> EXERCISE AIM: Please extend the wine discussion from its final sentence, keeping the same conversational voice.

> READING TEXT:
§ §

Many of you have remarked on this wine’s freshness, and I expect it to have a pretty broad drinking window, say a decade hence in a good cellar.

For more info on minerality, explore the glossary at postmodernwinemaking.com

Interesting. So minerality cuts through food? We tasted the Grenache with food and it was too tart but then tasted with BBQ chicken/rib tips (light in the sauce) and man did your wine complement the food beautifully!

Am I way off in using mushroom as a descriptor? I got earthiness in the aroma that reminded me of shrooms or even truffles.

Thanks for jumping in board as always.

Visited Santa Cruz last summer and had an amazing PN at Cooper-Garrod. Reminded me of Your winemaking style.

Yes, I mention wild mushrooms in my own description. Nothing at all like a market mushroom or portabello; for me something like a morelle or porcini - sort of meaty and savory. I also get that herbal element, which is also typical of Santa Cruz Mtns because the vineyards are so small and the surrounding herb aromas dissolve in the wax cuticle bloom on the berry skin. The French call their mix of droughty herbs “garrigue,” and the Corralitos sub-appellation has something similar: bay laurel, sage and rosemary.

But I think its a mistake to think of this nose in such a reductionist aroma wheel sort of way. The whole is more than the sum of the parts, and I’d like to challenge you lab rats to describe the emergent properties of the whole wine.

There is a profound sexiness to this wine’s bouquet that hits you instantly, after which you try to dissect the elements. Too many wine descriptions sound like grocery lists.

When I was at U.C. Davis, they ridiculed holistic terminology, but to me, it’s the essence of great wine. One technique is to suggest what musical modality would pair with the wine. For this, I’d choose Barber’s Adagio for Strings, Pavoratti’s Il Rondine Al Nido, and Bob Seger’s Down On Main Street.

§ §

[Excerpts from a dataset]
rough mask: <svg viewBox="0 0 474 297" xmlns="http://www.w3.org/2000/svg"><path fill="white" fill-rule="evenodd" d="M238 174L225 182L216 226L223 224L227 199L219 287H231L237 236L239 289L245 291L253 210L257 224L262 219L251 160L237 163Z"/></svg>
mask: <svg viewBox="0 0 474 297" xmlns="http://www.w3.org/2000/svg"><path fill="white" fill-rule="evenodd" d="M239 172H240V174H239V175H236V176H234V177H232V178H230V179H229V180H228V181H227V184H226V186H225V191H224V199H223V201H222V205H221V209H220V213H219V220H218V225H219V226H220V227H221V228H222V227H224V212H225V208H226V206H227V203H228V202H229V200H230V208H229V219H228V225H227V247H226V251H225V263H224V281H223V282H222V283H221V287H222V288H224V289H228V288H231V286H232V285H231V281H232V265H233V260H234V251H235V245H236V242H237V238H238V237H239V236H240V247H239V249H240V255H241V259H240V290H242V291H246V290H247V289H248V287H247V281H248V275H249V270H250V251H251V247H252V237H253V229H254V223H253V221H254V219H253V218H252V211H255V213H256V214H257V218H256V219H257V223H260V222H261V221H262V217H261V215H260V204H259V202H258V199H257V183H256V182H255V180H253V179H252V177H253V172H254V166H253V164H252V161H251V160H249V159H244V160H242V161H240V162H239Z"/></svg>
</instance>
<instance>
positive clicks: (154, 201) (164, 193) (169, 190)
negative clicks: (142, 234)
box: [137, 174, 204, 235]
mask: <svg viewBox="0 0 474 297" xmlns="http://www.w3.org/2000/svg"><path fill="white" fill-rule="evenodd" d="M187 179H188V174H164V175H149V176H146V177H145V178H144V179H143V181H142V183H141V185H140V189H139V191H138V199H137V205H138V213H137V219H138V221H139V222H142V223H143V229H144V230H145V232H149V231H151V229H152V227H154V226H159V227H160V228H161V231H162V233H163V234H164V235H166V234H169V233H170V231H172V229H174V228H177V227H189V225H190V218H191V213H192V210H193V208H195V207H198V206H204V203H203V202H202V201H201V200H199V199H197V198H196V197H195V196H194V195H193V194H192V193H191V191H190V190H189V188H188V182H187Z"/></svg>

§ §

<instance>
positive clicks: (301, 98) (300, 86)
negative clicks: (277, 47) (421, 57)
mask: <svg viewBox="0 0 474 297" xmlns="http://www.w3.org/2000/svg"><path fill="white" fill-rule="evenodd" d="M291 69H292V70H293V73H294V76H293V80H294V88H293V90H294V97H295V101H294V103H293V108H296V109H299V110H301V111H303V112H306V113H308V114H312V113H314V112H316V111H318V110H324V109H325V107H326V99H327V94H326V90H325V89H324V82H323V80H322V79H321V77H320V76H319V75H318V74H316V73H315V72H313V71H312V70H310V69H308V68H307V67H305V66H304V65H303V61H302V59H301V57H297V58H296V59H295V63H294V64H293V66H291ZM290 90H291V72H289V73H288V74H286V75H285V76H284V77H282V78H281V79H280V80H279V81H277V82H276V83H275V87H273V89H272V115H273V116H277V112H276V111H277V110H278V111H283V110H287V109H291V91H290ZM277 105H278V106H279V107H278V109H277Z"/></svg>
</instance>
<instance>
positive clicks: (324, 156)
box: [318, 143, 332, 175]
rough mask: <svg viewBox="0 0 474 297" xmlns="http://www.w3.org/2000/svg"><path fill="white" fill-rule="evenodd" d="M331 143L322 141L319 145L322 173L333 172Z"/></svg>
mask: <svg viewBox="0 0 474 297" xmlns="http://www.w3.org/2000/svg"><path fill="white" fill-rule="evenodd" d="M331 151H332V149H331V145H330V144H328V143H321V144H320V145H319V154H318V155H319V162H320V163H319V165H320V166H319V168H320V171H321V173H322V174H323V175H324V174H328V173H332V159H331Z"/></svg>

§ §

> RESULT OF THIS TASK:
Clark, are there any wineries in the Santa Cruz Mountains you would recommend visiting? You Vintners Voicemail made me excited to visit when I’ll be up for a wedding in May.

Thanks!

Hey Clark,
Is that you?
David Dunbar (divadrabnud)

Yes, an endless array. Be warned: though adjacent to SFO, it is mountainous, so prepare for car sickness and limited numbers of wineries per day.

'Bout time to learn about AppellationAmerica.com, which I edit - a 30,000 page website with every AVA and winery in the US and Canada.

The SCM page is quite rich. Start with my two video lectures Part 1 and Part 2 on the six sub-appellations we invented. I also have three articles on SCM there on Chardonnay, Pinot Noir, and Bordeaux varieties. Laura Ness’s articles are also fabulous, and there’s a meditation by Randall Grahm.

I dig “down on main street”. In for 1.

I didn’t know you were still associated with Appellation America. I really need to spend some time on that site, such a wonderful resource that I haven’t visited in awhile. Thanks for the reminder!

Thanks!!! We’ll be going from San Jose down to Santa Cruz, so we’ll check out the lists and see what goes.

My one absolute “must visit” is Bonny Doon.